SHORT EXERCISE. Copy the data below line for line without changing anything, and leave the picture out of your copy.

━━━━

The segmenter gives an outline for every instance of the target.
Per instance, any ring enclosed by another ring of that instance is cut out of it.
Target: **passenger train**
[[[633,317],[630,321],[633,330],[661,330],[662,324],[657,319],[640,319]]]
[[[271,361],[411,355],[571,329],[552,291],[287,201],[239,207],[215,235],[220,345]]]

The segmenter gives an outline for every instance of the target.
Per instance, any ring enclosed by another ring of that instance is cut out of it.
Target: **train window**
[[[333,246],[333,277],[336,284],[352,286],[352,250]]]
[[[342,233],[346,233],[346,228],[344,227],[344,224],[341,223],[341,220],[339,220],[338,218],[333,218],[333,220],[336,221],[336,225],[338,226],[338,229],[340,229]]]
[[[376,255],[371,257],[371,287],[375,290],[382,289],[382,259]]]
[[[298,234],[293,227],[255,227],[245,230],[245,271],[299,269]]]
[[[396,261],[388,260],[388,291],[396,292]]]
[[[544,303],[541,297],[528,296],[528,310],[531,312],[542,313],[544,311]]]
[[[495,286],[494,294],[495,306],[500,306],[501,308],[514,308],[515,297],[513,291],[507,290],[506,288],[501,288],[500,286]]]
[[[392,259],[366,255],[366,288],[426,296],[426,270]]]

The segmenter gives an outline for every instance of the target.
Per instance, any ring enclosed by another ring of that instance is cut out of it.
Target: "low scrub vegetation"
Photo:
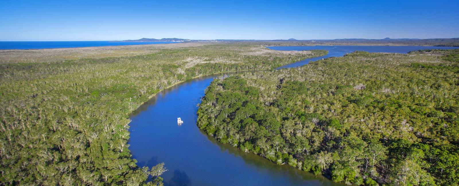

━━━━

RESPONSE TO THIS TASK.
The segmenter gives an outline for every instance of the target.
Per instance, any ring enclosed by another ring of that instance is cut out of it.
Target: **passenger train**
[[[633,317],[630,321],[633,330],[661,330],[662,324],[657,319],[640,319]]]
[[[271,361],[411,355],[571,329],[552,291],[287,201],[239,207],[215,235],[220,345]]]

The segmenter gives an outline for every instance of the target.
Per instance, any ring enclosed by another ring of that instance is cut out of it.
Target: **train window**
[[[333,246],[333,277],[336,284],[352,286],[352,250]]]
[[[342,233],[346,233],[346,228],[344,227],[344,224],[341,223],[341,220],[339,220],[338,218],[333,218],[333,220],[336,221],[336,225],[338,226],[338,229],[340,229]]]
[[[376,255],[371,257],[371,287],[375,290],[382,289],[382,259]]]
[[[298,234],[293,227],[255,227],[245,230],[245,271],[299,269]]]
[[[396,261],[388,260],[388,291],[396,292]]]
[[[544,303],[541,297],[528,296],[528,310],[531,312],[542,313],[544,311]]]
[[[495,286],[494,294],[495,306],[500,306],[501,308],[514,308],[515,297],[513,291],[507,290],[506,288],[501,288],[500,286]]]
[[[392,259],[366,255],[366,288],[426,296],[426,270]]]

The segmenter gives an outline for every instance of the target.
Per instance, any ring enclosed by another ring of that instance is cut out of it.
Target: "low scrub vegetation"
Photo:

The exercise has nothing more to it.